■ **Aim of the task**: Return all of the data exactly, with nothing left out but the pictures.

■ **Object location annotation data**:
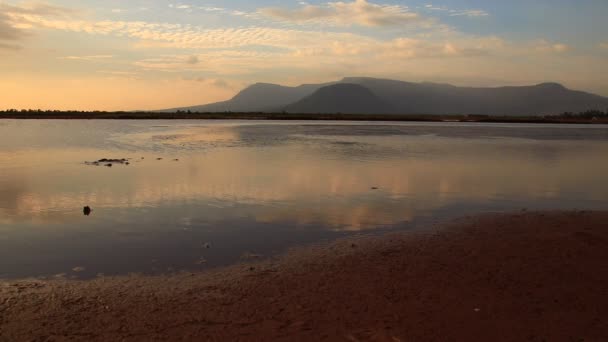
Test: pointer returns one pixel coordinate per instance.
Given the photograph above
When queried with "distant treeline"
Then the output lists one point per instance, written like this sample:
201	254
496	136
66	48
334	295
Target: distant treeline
590	116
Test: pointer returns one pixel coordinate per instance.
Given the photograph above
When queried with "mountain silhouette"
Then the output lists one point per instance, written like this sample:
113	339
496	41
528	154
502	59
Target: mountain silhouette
364	95
341	98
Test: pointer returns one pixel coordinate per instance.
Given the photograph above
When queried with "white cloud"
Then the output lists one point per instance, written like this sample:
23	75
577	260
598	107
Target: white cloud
458	13
548	47
87	58
12	30
358	12
469	13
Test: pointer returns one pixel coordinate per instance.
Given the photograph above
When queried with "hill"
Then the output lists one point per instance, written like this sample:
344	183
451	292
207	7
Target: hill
364	95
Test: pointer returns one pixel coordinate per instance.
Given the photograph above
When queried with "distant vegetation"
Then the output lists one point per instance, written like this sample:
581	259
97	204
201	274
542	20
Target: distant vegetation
590	116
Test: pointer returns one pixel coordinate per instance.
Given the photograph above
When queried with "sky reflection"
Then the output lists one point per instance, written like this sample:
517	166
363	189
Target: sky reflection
301	182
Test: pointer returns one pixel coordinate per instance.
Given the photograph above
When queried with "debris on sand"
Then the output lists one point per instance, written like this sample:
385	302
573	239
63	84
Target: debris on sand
108	162
250	256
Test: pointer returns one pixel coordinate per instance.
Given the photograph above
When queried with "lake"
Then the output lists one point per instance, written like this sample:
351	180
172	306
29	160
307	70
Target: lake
203	194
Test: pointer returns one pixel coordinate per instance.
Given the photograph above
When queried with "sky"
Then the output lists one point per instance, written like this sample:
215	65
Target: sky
138	55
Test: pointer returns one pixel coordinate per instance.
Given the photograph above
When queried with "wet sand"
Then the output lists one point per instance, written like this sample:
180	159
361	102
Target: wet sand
507	277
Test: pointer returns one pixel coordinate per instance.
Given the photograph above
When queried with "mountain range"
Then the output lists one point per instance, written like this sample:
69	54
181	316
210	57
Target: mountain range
364	95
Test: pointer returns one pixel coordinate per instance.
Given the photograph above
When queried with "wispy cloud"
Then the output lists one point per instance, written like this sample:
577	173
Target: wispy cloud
13	30
549	47
88	58
458	12
358	12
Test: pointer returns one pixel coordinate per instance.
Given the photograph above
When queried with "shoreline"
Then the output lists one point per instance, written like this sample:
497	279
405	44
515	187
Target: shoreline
299	117
502	277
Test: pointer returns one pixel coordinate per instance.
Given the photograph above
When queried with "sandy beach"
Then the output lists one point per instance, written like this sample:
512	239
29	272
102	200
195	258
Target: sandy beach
528	276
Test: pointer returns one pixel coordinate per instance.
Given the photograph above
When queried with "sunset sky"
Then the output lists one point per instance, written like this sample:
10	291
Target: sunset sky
126	55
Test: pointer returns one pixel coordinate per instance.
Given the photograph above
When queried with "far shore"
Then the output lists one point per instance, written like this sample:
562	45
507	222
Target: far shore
525	276
69	115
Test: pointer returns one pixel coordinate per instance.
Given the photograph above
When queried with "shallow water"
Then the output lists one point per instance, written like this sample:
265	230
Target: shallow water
240	190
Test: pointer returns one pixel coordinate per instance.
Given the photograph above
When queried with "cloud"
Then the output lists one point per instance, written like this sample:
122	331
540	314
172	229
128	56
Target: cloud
192	60
548	47
221	84
358	12
87	58
473	13
12	30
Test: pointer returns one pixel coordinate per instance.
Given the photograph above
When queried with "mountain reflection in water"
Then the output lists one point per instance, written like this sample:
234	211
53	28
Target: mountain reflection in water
262	187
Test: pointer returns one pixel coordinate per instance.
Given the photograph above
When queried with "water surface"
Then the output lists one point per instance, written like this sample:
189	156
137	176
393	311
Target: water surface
226	191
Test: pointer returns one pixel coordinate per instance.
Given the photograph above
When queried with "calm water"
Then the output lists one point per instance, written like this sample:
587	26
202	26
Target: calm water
260	187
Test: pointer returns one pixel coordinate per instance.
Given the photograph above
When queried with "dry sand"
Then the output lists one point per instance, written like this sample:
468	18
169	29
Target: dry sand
516	277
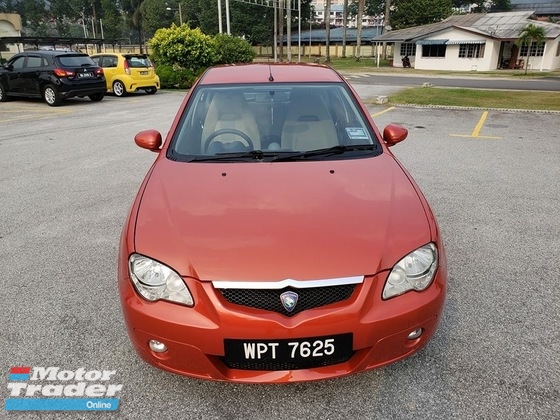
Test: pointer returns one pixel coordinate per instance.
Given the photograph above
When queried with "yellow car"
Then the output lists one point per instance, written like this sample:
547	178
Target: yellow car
127	73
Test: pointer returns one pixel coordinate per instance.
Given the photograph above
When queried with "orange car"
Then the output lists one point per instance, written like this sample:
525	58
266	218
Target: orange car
276	238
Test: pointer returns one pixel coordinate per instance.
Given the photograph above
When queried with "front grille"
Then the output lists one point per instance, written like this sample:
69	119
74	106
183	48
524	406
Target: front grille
269	299
286	365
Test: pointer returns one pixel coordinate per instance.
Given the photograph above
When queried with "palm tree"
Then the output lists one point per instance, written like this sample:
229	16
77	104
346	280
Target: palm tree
528	35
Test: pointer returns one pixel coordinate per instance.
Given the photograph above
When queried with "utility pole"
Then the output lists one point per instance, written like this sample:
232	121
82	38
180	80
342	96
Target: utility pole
361	4
386	25
344	25
328	30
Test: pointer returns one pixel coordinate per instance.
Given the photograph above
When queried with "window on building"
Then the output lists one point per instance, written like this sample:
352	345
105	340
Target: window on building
535	51
471	50
433	50
408	48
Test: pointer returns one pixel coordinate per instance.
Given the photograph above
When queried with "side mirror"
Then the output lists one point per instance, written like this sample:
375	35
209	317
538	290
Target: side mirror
149	139
394	133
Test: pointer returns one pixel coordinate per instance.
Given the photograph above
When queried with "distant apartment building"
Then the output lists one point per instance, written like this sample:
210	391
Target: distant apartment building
336	15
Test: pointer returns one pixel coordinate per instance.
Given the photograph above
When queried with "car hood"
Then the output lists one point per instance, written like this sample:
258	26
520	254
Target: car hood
267	221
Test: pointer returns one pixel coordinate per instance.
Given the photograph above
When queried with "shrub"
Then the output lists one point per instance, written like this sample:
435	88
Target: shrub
230	49
183	47
173	77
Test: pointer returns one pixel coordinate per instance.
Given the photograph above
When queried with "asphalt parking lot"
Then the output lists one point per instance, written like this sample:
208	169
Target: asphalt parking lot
68	176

■ **The response**:
Test: pointer returns one pixel coordinate per instance.
Given the photograph above
When queried with "distant treeline"
Then the output lists one point per instance, written like this sample:
201	254
496	136
66	48
334	295
Target: distant treeline
590	116
Test: pointer returns one pixel coordinate per instance.
Given the photograph above
When queried with "mountain silhouette"
Then the output lists one point per instance, written like this sample:
113	339
496	41
528	154
502	59
Target: mountain silhouette
364	95
341	98
Test: pointer returns one pixel coordinate per instance.
Given the photograph above
When queried with "white cloud"
Then the output lists one point per instance, written like this sample:
23	75
577	260
598	107
Target: white cloud
458	13
548	47
87	58
12	30
358	12
469	13
Test: pointer returns one pixel coordinate per instance.
Given the photograph above
When queried with "hill"
Then the output lists one point per instance, written like this sample:
344	183
451	292
207	7
Target: hill
364	95
Test: pointer returns one pixel coordinate per instance.
Given the photograph above
When queried with "distant vegetation"
Then the output lists one point per instance, written like this sample:
581	259
97	204
201	274
542	20
Target: distant vegetation
590	116
Test: pointer returns one pixel coordinate per instance.
Given the photograph above
When queried with "sky reflection"
Then the output lists one point per instance, written like this sample:
517	166
363	189
Target: sky reflection
301	182
Test: pointer returns one pixel coordinate per instance.
Given the photograph above
When queried with "debris on sand"
Then the output lists one point per instance, written like this sample:
385	302
573	239
63	84
Target: debris on sand
108	162
250	256
Test: pointer returns one pixel coordinate per instance.
Given the photograph above
When queried with "lake"
Then the output lists one point per instance, written like this sample:
351	180
172	306
29	160
307	70
Target: lake
203	194
Test: pointer returns one pixel coordinate per instance.
Given the photograph above
When queried with "sky"
Then the output lists one point per instance, written like this sample:
215	65
Target: sky
138	55
Test: pointer returns one pixel coordinate per instance.
Given the photograph above
When queried with "wet sand"
Then the output lists one point per instance, written like this sample:
180	159
361	102
Target: wet sand
507	277
Test: pointer returns one pixel coordinate per instance.
Given the photograph above
When queried with "mountain range"
Then the output lists one point per instance, written like this sample:
69	54
181	316
210	57
Target: mountain range
364	95
Test: pointer returns one pixel coordinate per instance.
Given the photograph above
When queried with "wispy cloud"
Then the output lists one point per instance, written like this sample:
577	173
Target: wispy cloud
13	30
549	47
88	58
458	12
358	12
Test: pointer returns one pixel coordinate per instance.
Given the photograph above
When queried with "shoreline"
Then the output lists one point per instance, written like this sample:
497	279
405	44
515	187
Target: shoreline
299	117
502	277
Test: pointer returns one pixel coordinate per instance.
Given the photograph above
When queried with "sandy beach"
Then the output lists one point per instance, written like this sample:
512	239
29	272
102	200
195	258
Target: sandy beach
528	276
Test: pointer returns one pixel coordinate per instance.
Given the photograph above
When queried with "sunset sky"
Then the output lists one point per instance, written like this sample:
10	291
Target: sunset sky
126	55
Test: pointer returns one pixel coordinate per instance.
Given the photograph above
When queried with "far shore"
Then the output lists one point per instance, written like this sample:
562	45
507	222
Target: far shore
525	276
69	115
Test: pointer returns one pixel coordinate per instance.
Given the photograph above
When queried with "shallow water"
Then the output lists one point per instance, written like this sample:
265	230
Target: shallow water
240	190
Test: pointer returns one pixel coordinate per instance.
Given the photograph above
When queried with "cloud"
Then the output lists one point per instance, written like this sample:
122	331
540	314
172	229
128	56
Target: cloud
192	60
548	47
221	84
358	12
87	58
473	13
12	30
Test: pointer returns one pixel coordinate per instance.
Given the photograph above
When queried with "mountain reflection in water"
Then the output lists one point per instance, written like this sample:
234	211
53	28
Target: mountain reflection in water
262	187
Test: pointer returns one pixel coordinate per instance.
Given the photograph above
When queried with "water surface"
Then the output lists one point per instance, written like this sample:
189	156
137	176
393	311
Target: water surface
226	191
Test: pointer returns one pixel coordinate per instance.
Given the photograph above
When queried with "calm water"
Then the output lists one point per instance, written like this sample:
587	26
202	26
Target: calm water
260	187
Test: pointer returns one pixel coordinate per instance.
Given the photograph above
When queried with "dry sand"
Then the output lists one point per instance, written like this sample:
468	18
169	29
Target: dry sand
516	277
Test: pointer returns one pixel coordinate per instance.
Given the photograph above
When queried with "yellow car"
Then the output lists one point per instance, written like this sample:
547	178
Target: yellow car
127	73
Test: pointer returns one pixel coordinate per instance.
Given the photograph above
When queried with "orange car"
Then the output lists one point per instance, written like this sample:
525	58
266	218
Target: orange car
276	238
Test: pointer returns one pixel coordinate per instance.
Given the photograph above
When queried with "front grille"
Then the output lists one point per instance, written like this sample:
69	119
74	106
183	48
524	406
Target: front grille
269	299
286	365
Test: pointer returns one pixel coordinate per instance.
Given the photograph above
When queried with "palm tree"
Then the output lists one point per instance, written like this sample:
229	16
77	104
346	280
Target: palm tree
528	35
Test: pointer returns one pixel coordinate per instance.
Given the photograph above
When queried with "utility pole"
Then the output lists one point per instance, written like this sample:
232	121
82	38
180	80
342	96
Target: utility pole
361	4
386	25
344	25
328	30
Test: pointer returns one pixel coordinate per instance.
Given the photograph above
When queried with "window on building"
Then the output lists one point per instance, written like this sample:
352	345
105	340
Target: window on building
535	51
471	50
433	50
408	48
Test: pointer returns one pixel coordinate per instance.
Given the photograph above
When queried with "side mirror"
Then the output lists one point per instance, written like this sample:
375	35
209	317
538	290
Target: side mirror
149	139
394	133
Test: pointer returns one pixel coordinate per instance.
Given the photograph above
When queried with "distant apartment building"
Then the output lists one point per instance, written like this sample:
210	391
Target: distant apartment building
336	15
Test: pointer returns one pixel coordinate per instance.
Given the photograph above
When queried with "car hood"
Then the output lists one point per instance, written like this sample:
258	26
520	254
Target: car hood
267	221
Test: pointer returns one pixel coordinate per instance.
Given the photograph above
When queried with "shrub"
Then the output lists one point per instance, written like this sample:
435	88
Target: shrub
230	49
183	47
173	77
Test: pointer returns one pixel coordinate per instance.
Given the photograph above
When queried with "asphalt parking lot"
Then the output lists one point per instance, written like this sample:
208	169
Target: asphalt parking lot
68	176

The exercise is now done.